→ **Document extract**:
__________________________________________________

Music News Digest: May 24, 2017

Toronto’s Spadina Avenue has played a crucial role in the city’s live music scene via clubs like The El Mocambo, Grossman’s, the Silver Dollar Room, and Comfort Zone. Now Elmo owner Michael Wekerle and City Councillor Joe Cressy are pushing for the strip to be recognized with a walk of fame, entitled Rock Walk.

The CBC reports that council staff is exploring the idea, with Wekerle prepared to cover some of the costs. Some observers suggest council should be more active in ensuring the future club scene remains healthy, rather than just celebrating the past.

And from the El Mo's back-pages, Stevie Ray Vaughan performing "So Excited" on July 20, 1983

— It may not have been a commercial hit, but Change Of Heart’s 1992 album Smile is considered a landmark record in Canadian indie rock. To celebrate its 25th anniversary, reissue imprint Label Obscura will release it as a double LP on vinyl, for the first time, in July.

Cut over 4 days live off the floor with no overdubs, Smile was originally envisioned as a double record, but due to budgets constraints at Cargo Records, it was only ever released on compact disc and cassette. Re-assembled and remastered from the original master tapes by album producer Michael-Philip Wojewoda, 300 copies of the album will be available on coloured vinyl.

More good news for CoH fans is that the Ian Blurton-led band from Toronto is reuniting for a few select dates this summer, including a July 22 show at The Horseshoe Tavern in Toronto.

__________________________________________________

→ **Your objective**:
Please write out the music news digest from "And from the" up to and including "on coloured vinyl.", swapping "compact disc" for "CD".

→ **Excerpts of location labeling data**:
__________________________________________________

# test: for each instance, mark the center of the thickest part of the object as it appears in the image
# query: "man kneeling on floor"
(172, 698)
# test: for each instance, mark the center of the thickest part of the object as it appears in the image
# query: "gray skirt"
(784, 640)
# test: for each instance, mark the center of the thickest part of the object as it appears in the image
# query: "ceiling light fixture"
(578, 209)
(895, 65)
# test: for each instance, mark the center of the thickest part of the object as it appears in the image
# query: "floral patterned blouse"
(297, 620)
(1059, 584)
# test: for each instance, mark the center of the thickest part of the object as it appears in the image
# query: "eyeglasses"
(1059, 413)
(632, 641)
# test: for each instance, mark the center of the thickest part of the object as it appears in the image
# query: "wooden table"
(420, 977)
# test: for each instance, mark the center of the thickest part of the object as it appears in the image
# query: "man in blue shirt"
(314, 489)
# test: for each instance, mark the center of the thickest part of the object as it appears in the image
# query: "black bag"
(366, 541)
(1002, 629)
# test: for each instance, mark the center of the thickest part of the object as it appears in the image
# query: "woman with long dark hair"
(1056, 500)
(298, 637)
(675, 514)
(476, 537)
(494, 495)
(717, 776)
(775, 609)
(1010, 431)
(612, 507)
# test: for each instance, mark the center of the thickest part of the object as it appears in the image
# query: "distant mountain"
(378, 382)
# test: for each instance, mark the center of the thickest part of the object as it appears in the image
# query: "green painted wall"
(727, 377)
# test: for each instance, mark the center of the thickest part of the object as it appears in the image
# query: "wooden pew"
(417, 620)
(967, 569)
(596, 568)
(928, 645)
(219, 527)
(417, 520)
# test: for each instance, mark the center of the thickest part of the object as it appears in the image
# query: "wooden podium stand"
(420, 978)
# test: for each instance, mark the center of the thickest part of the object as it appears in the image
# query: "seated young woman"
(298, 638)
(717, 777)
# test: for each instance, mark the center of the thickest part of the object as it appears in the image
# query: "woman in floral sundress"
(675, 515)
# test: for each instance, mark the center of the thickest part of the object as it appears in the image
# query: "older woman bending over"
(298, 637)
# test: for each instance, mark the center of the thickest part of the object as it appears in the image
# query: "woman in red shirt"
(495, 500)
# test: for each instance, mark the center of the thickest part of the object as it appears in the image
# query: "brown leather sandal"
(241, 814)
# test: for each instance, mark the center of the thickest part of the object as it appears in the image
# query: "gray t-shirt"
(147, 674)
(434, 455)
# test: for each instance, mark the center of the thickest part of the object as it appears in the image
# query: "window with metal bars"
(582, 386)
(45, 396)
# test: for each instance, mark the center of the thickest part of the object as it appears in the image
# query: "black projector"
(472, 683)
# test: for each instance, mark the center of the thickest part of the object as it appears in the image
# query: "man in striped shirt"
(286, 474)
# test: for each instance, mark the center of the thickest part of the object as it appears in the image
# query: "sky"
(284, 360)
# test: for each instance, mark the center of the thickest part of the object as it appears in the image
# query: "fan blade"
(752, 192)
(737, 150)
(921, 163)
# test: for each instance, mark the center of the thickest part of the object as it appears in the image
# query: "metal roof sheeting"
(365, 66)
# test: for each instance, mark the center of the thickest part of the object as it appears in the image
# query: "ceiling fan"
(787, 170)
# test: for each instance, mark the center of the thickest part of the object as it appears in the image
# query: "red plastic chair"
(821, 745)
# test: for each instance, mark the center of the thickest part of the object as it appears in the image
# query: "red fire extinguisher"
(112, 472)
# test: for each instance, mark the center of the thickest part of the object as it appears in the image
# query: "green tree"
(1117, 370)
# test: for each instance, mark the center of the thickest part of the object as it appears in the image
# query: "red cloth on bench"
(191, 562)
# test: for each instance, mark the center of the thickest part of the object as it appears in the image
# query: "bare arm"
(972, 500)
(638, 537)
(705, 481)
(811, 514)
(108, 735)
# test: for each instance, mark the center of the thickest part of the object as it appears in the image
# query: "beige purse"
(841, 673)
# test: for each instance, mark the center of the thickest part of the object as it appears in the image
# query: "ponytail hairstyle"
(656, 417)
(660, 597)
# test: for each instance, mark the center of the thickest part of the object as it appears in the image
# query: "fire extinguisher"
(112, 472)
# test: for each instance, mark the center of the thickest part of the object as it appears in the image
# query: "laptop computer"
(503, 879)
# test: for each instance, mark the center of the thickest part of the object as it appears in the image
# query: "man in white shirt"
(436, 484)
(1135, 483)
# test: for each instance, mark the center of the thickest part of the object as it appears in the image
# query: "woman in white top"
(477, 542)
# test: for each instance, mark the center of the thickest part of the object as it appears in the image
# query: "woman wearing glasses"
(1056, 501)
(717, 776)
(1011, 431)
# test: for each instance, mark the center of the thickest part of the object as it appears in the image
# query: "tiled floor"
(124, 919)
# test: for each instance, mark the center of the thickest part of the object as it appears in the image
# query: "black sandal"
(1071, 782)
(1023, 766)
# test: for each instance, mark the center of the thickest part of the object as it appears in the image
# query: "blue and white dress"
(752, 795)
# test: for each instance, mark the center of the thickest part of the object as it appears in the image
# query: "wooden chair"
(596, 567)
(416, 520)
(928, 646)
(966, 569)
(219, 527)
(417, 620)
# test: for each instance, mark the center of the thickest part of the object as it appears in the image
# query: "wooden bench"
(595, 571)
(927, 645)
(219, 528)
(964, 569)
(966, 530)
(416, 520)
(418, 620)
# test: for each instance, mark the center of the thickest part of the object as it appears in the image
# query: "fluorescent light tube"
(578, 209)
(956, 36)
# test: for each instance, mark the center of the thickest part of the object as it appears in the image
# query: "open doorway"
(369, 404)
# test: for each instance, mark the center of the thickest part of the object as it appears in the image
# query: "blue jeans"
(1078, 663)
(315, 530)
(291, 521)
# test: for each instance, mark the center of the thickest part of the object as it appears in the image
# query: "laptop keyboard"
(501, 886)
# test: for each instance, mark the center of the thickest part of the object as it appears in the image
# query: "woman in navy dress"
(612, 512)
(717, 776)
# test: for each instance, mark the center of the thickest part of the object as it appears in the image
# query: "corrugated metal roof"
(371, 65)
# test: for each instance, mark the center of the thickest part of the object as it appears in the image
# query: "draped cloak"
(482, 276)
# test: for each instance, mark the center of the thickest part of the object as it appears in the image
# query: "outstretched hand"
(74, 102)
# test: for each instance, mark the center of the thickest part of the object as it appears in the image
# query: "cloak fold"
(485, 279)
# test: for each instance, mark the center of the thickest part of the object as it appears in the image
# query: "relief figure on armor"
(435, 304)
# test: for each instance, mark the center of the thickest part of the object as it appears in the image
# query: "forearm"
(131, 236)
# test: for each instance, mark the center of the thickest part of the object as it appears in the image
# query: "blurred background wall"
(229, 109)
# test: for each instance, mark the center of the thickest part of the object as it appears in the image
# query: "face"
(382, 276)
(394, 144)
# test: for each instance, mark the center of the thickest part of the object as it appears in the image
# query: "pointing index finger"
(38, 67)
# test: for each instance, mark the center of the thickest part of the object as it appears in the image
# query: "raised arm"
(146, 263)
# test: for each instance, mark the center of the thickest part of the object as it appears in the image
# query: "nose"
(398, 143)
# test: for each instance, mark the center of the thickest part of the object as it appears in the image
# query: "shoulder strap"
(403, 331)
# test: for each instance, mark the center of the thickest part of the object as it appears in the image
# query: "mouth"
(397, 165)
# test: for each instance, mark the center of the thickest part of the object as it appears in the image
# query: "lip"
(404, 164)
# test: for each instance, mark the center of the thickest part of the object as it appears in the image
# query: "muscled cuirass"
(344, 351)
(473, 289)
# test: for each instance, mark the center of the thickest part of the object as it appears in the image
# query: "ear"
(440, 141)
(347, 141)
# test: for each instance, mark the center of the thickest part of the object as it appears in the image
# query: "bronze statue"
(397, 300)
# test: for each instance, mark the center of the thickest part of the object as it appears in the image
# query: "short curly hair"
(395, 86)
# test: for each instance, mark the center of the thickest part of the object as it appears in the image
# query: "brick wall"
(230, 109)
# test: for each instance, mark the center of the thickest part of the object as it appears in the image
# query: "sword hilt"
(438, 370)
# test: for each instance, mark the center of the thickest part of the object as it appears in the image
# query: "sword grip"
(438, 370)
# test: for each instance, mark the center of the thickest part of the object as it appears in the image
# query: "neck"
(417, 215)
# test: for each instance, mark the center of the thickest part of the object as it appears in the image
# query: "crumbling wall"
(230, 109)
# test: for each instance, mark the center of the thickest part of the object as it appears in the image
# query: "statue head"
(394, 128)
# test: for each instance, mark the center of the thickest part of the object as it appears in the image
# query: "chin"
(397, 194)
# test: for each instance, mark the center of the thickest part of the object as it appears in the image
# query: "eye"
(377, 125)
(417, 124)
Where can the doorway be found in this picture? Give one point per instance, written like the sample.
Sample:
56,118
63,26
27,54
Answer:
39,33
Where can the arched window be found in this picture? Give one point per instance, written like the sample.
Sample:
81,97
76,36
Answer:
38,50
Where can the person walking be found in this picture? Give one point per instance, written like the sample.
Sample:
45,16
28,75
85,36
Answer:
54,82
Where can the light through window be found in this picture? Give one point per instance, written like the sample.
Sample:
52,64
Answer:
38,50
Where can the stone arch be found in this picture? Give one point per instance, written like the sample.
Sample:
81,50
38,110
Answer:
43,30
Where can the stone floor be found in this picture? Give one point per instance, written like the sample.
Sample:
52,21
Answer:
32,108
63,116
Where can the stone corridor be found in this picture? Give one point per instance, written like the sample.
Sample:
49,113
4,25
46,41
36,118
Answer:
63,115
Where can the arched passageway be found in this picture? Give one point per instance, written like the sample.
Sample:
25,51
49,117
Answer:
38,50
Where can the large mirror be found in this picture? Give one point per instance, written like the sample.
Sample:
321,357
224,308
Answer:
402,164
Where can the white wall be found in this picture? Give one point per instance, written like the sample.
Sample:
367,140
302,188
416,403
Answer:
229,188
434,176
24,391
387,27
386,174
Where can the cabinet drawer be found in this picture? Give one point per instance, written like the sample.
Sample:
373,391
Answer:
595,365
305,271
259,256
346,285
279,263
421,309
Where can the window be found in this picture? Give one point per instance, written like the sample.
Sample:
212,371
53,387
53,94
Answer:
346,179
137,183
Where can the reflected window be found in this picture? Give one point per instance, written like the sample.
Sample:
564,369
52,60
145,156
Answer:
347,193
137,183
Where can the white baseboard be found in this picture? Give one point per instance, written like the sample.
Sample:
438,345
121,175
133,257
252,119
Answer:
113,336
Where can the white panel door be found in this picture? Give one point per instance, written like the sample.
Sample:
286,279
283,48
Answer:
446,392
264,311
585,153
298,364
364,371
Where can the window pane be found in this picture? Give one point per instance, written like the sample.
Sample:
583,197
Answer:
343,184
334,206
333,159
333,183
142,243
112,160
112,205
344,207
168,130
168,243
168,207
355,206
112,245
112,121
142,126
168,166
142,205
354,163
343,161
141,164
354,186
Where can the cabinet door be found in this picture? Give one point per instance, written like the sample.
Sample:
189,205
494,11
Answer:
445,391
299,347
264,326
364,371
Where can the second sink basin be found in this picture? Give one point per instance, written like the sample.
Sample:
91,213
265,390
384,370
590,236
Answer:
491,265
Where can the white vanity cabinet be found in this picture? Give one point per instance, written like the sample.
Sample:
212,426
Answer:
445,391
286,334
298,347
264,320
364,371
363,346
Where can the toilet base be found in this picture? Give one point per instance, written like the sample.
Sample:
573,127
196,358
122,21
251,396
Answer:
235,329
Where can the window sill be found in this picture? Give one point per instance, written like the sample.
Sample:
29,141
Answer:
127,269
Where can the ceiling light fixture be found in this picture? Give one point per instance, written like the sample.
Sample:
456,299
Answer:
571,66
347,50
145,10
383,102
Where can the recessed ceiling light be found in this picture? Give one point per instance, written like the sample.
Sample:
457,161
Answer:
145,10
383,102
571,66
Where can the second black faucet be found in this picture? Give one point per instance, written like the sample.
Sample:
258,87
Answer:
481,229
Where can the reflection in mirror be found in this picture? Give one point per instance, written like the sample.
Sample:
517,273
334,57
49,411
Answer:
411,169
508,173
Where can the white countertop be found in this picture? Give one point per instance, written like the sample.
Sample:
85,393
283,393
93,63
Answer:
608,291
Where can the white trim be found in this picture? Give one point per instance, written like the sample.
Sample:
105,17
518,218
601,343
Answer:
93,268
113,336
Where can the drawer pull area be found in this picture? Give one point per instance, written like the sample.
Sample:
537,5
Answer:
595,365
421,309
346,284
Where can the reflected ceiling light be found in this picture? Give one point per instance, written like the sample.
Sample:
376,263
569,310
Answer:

__________________________________________________

→ **Written reply**:
And from the El Mo's back-pages, Stevie Ray Vaughan performing "So Excited" on July 20, 1983

— It may not have been a commercial hit, but Change Of Heart’s 1992 album Smile is considered a landmark record in Canadian indie rock. To celebrate its 25th anniversary, reissue imprint Label Obscura will release it as a double LP on vinyl, for the first time, in July.

Cut over 4 days live off the floor with no overdubs, Smile was originally envisioned as a double record, but due to budgets constraints at Cargo Records, it was only ever released on CD and cassette. Re-assembled and remastered from the original master tapes by album producer Michael-Philip Wojewoda, 300 copies of the album will be available on coloured vinyl.